Given records

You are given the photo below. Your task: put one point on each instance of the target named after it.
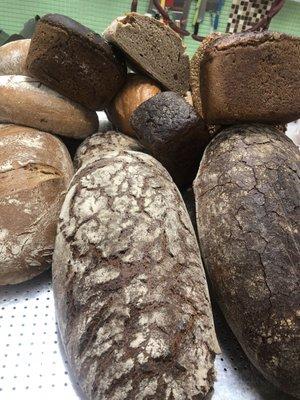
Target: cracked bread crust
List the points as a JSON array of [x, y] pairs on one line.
[[251, 77], [35, 170], [154, 48], [247, 200], [130, 291], [75, 61]]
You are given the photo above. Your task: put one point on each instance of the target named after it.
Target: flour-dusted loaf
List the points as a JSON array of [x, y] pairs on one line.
[[35, 171], [130, 291], [247, 199], [75, 61], [169, 127], [13, 57], [95, 146], [152, 47], [251, 77], [26, 101]]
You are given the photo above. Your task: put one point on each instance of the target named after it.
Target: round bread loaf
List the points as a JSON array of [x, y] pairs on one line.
[[35, 171], [169, 127], [130, 292], [247, 199], [75, 61], [13, 57], [137, 89], [26, 101]]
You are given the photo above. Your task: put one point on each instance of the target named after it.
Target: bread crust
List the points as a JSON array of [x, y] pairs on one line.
[[247, 202], [131, 296]]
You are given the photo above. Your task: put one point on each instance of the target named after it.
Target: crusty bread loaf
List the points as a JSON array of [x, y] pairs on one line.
[[25, 101], [75, 61], [251, 77], [35, 170], [247, 200], [95, 146], [173, 133], [137, 89], [130, 291], [13, 57], [152, 47]]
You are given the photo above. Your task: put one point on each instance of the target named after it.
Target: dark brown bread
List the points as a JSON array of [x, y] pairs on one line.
[[173, 133], [154, 48], [247, 201], [35, 171], [75, 61], [130, 292], [251, 77]]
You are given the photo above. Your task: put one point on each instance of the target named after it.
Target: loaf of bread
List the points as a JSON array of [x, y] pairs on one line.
[[173, 133], [152, 47], [130, 292], [251, 77], [13, 57], [75, 61], [247, 201], [95, 146], [35, 171], [25, 101], [137, 89]]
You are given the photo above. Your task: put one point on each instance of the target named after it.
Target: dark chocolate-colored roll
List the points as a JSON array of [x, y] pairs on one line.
[[174, 134]]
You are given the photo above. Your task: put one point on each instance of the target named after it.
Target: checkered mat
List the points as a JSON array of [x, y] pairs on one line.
[[244, 14]]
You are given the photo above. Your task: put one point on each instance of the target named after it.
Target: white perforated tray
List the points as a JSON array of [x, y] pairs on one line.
[[33, 365]]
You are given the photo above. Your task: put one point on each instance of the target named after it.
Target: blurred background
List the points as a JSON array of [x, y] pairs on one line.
[[17, 17]]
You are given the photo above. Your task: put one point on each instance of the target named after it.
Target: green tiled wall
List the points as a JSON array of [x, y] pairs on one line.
[[97, 14]]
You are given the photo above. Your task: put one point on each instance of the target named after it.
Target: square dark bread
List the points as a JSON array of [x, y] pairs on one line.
[[251, 77], [152, 47], [75, 61]]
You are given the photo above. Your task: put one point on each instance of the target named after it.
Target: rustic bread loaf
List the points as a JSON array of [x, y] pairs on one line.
[[137, 89], [173, 133], [247, 201], [95, 146], [75, 61], [13, 57], [35, 170], [25, 101], [131, 296], [251, 77], [152, 47]]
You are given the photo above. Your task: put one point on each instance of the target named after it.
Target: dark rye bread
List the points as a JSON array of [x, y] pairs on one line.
[[130, 291], [251, 77], [154, 48], [247, 201], [75, 61], [173, 133]]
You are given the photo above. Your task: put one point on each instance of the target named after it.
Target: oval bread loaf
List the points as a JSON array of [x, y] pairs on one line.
[[25, 101], [130, 291], [13, 57], [247, 199], [35, 170]]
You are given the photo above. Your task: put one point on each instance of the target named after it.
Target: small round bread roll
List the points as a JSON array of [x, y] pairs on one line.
[[35, 171], [137, 89], [26, 101], [13, 57]]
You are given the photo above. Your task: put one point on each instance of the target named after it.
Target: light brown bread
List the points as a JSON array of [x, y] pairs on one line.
[[13, 56], [130, 291], [35, 170], [247, 202], [152, 47], [25, 101]]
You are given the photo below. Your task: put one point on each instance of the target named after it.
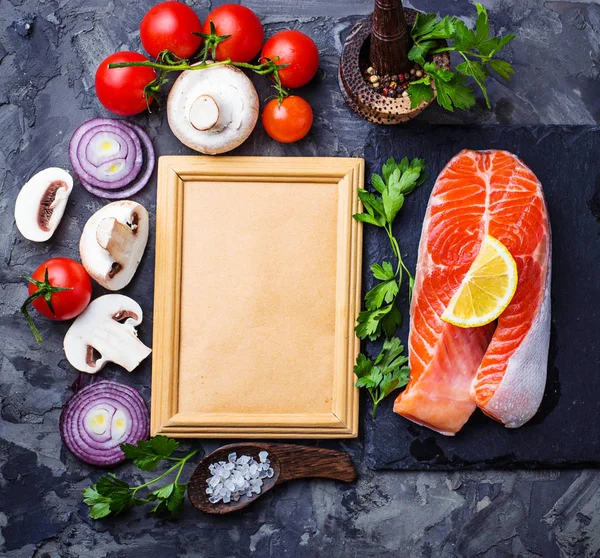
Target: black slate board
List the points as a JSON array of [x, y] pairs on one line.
[[566, 430]]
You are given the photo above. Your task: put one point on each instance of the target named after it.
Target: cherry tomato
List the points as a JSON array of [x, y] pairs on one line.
[[121, 90], [171, 26], [289, 121], [296, 49], [245, 28]]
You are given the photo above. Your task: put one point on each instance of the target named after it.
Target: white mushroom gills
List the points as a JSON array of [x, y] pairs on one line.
[[106, 332], [113, 242], [212, 110], [41, 203]]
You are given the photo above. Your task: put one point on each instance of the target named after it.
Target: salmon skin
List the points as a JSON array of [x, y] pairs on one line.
[[500, 367]]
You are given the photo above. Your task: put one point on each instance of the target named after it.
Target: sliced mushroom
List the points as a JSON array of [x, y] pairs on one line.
[[113, 243], [212, 110], [41, 203], [105, 332]]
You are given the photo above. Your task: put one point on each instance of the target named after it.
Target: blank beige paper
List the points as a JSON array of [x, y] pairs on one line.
[[257, 289]]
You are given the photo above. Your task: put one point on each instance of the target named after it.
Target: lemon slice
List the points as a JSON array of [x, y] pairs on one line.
[[487, 289]]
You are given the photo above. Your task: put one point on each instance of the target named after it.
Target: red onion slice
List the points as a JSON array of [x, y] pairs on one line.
[[98, 175], [141, 180], [116, 174], [97, 152], [101, 417]]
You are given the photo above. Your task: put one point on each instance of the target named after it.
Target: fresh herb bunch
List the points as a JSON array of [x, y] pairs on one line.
[[388, 371], [168, 62], [477, 47], [111, 495]]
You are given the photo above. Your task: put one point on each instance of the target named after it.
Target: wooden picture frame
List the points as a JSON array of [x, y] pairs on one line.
[[257, 289]]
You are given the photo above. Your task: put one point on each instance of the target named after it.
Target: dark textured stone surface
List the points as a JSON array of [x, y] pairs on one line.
[[46, 90]]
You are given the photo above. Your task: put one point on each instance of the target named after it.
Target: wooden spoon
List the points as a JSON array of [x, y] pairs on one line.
[[288, 461]]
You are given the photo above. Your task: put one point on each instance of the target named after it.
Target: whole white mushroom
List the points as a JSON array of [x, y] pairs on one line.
[[212, 110]]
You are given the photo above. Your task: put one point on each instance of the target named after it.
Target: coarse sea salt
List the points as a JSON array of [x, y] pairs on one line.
[[237, 476]]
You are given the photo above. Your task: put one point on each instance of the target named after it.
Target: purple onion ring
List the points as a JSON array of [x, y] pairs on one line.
[[139, 183], [103, 449]]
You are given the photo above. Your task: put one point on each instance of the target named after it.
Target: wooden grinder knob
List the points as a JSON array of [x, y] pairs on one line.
[[390, 39]]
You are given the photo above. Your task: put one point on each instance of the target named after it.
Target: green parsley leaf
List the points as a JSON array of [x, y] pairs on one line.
[[378, 183], [164, 492], [363, 366], [477, 48], [148, 454], [385, 291], [371, 202], [450, 88], [420, 91], [383, 272], [176, 499], [393, 201], [99, 504], [117, 493], [111, 495], [367, 218]]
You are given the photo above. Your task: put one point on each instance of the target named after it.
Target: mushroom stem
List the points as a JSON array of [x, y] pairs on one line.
[[204, 113], [116, 238]]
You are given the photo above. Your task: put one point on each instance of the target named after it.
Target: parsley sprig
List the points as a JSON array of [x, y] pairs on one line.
[[478, 49], [388, 371], [112, 496]]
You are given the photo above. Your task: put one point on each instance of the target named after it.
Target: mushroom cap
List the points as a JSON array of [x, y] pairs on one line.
[[236, 101], [113, 242], [41, 203], [105, 332]]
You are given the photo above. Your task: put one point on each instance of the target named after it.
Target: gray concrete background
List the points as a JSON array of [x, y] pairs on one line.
[[49, 50]]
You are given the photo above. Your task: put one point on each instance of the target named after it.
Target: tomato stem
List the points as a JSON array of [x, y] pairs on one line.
[[166, 63], [45, 290]]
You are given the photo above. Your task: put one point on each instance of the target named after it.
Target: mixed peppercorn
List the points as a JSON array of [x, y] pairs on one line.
[[392, 85]]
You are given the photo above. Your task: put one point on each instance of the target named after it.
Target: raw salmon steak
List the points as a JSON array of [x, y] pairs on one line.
[[500, 367]]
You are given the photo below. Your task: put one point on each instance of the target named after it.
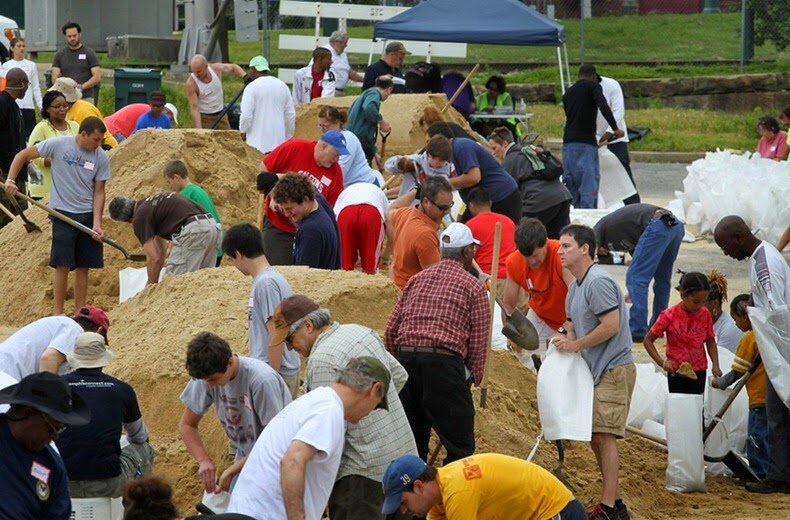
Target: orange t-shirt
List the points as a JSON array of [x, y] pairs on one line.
[[546, 288], [415, 244], [482, 227]]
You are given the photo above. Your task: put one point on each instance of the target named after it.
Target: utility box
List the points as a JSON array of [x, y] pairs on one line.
[[134, 85]]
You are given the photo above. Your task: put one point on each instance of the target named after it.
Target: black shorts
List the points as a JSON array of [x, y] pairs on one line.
[[73, 248]]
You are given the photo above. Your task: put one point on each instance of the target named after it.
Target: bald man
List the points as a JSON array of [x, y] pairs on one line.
[[769, 276], [12, 130], [204, 91]]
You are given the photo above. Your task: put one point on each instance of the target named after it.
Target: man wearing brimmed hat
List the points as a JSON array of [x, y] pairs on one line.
[[155, 117], [79, 109], [389, 65], [44, 344], [96, 464], [291, 470], [317, 241], [486, 485], [438, 331], [193, 232], [34, 477], [328, 346], [268, 116]]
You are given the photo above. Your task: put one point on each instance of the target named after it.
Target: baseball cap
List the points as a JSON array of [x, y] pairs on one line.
[[259, 63], [395, 47], [400, 475], [458, 235], [337, 140], [289, 311], [374, 369]]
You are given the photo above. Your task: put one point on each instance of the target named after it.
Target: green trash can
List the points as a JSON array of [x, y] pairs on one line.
[[134, 85]]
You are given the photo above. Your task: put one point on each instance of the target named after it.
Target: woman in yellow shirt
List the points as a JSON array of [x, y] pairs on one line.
[[53, 124]]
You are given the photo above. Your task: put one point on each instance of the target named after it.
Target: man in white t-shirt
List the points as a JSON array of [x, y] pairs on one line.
[[268, 116], [291, 470], [246, 394], [769, 276], [42, 346]]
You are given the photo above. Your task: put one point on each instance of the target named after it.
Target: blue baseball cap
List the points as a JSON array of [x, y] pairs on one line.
[[400, 474], [337, 140]]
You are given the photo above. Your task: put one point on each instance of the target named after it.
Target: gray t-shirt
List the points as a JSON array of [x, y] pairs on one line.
[[245, 405], [77, 64], [74, 172], [595, 295], [269, 288]]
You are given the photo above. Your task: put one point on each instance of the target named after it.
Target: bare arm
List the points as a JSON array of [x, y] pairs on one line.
[[292, 475], [188, 428], [192, 94], [50, 360]]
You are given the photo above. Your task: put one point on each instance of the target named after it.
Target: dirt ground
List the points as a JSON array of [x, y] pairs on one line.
[[149, 332]]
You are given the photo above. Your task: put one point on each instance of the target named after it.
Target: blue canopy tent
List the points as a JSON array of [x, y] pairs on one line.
[[499, 22]]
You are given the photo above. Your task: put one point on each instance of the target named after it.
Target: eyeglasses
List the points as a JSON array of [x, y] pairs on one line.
[[442, 207], [55, 428]]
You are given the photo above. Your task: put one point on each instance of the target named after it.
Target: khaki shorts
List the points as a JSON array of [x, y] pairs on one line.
[[612, 399]]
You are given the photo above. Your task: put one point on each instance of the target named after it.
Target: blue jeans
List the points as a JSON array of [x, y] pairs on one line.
[[581, 174], [757, 444], [653, 259]]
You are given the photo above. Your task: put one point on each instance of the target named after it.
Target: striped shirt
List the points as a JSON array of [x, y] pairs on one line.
[[444, 306], [383, 435]]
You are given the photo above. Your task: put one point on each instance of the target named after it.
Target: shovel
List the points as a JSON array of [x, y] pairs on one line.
[[85, 229]]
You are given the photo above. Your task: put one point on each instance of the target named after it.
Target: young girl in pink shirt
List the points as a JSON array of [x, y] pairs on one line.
[[688, 327]]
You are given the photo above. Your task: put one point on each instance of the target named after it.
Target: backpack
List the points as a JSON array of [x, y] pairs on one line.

Work to complete
Copy the rows word for word, from the first one through the line that contains "291], [75, 61]]", including that line, and leave the pictures out of your copy.

Solution for this exercise
You are given the photo below. Your task: put one point on each instance of the target named after it.
Target: cracked bread crust
List the points as a JSON array of [x, y] pairs on one line.
[[251, 77], [35, 170], [154, 48], [247, 200], [130, 291], [75, 61]]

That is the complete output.